* DOCUMENT SECTION *

Personal information
- Nationality: Iranian
- Born: 23 September 1992 (age 33)

Sport
- Sport: Para-athletics
- Disability class: F57
- Event: shot put

Medal record
Men's para-athletics
Representing Iran
Paralympic Games
| Gold medal – first place | 2024 Paris | Shot put F57 |
World Championships
| Gold medal – first place | 2023 Paris | Shot put F57 |
| Gold medal – first place | 2024 Kobe | Shot put F57 |
| Gold medal – first place | 2025 New Delhi | Shot put F57 |
Asian Para Games
| Gold medal – first place | 2022 Hangzhou | Shot put F57 |
Islamic Solidarity Games
| Gold medal – first place | 2025 Riyadh | Shot put F57 |

= Yasin Khosravi =

Iranian Paralympic athlete (born 1992)

Yasin Khosravi (born 23 September 1992) is an Iranian para-athlete specializing in shot put. He represented Iran at the 2024 Summer Paralympics. He is a gold medalist at the Paralympic Games, Asian Para Games and Islamic Solidarity Games, and a three-time World Champion.

==Career==
Khosravi made his World Para Athletics Championships at the 2023 World Para Athletics Championships and won a gold medal in the shot put F57 event with a world record throw of 16.01 metres. In October 2023, he competed at the 2022 Asian Para Games, which was postponed due to the COVID-19 pandemic, and won a gold medal in the shot put F57 event with an Asian Para Games record throw of 16.00 metres.

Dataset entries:
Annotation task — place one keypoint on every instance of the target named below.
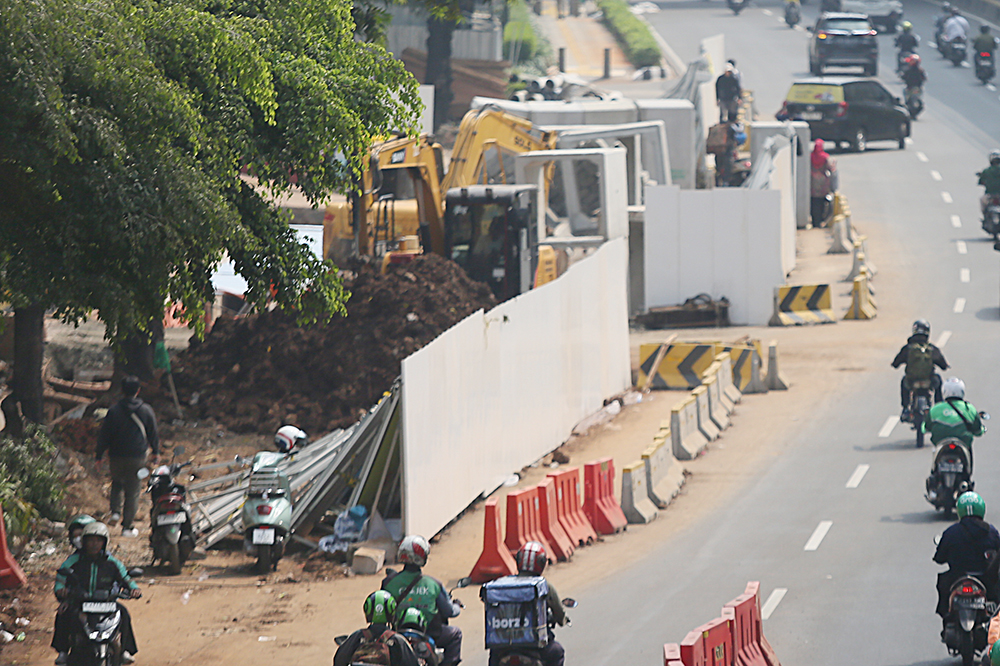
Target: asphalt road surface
(837, 529)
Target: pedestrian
(127, 434)
(824, 182)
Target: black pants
(904, 390)
(68, 623)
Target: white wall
(723, 242)
(501, 389)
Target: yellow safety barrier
(802, 304)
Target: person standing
(127, 434)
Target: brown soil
(253, 374)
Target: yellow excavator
(401, 207)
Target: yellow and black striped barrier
(802, 304)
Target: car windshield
(846, 25)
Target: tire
(173, 558)
(860, 140)
(264, 559)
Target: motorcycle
(793, 14)
(99, 644)
(913, 98)
(171, 537)
(985, 66)
(267, 510)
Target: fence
(502, 388)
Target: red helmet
(532, 558)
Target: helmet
(953, 387)
(289, 437)
(380, 607)
(531, 557)
(97, 529)
(414, 549)
(412, 618)
(971, 504)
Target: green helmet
(380, 607)
(412, 618)
(971, 504)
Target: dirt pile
(253, 374)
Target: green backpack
(919, 361)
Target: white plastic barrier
(501, 389)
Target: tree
(127, 125)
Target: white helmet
(414, 549)
(953, 387)
(289, 437)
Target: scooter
(267, 510)
(171, 537)
(985, 66)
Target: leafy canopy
(126, 124)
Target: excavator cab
(487, 231)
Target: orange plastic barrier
(11, 575)
(495, 560)
(599, 503)
(524, 520)
(562, 545)
(568, 504)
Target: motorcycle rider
(94, 569)
(990, 179)
(966, 548)
(412, 589)
(919, 356)
(376, 643)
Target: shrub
(632, 33)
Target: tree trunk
(29, 338)
(438, 73)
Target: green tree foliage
(127, 124)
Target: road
(854, 562)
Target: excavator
(401, 207)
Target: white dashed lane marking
(817, 538)
(859, 474)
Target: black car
(841, 39)
(847, 109)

* WORK TO COMPLETE *
Return the stretch of the Yasin Khosravi profile from "Iranian Paralympic athlete" through "of 16.00 metres.", copied word for word. The data can be disregarded.

* EXERCISE OUTPUT *
Iranian Paralympic athlete (born 1992)

Yasin Khosravi (born 23 September 1992) is an Iranian para-athlete specializing in shot put. He represented Iran at the 2024 Summer Paralympics. He is a gold medalist at the Paralympic Games, Asian Para Games and Islamic Solidarity Games, and a three-time World Champion.

==Career==
Khosravi made his World Para Athletics Championships at the 2023 World Para Athletics Championships and won a gold medal in the shot put F57 event with a world record throw of 16.01 metres. In October 2023, he competed at the 2022 Asian Para Games, which was postponed due to the COVID-19 pandemic, and won a gold medal in the shot put F57 event with an Asian Para Games record throw of 16.00 metres.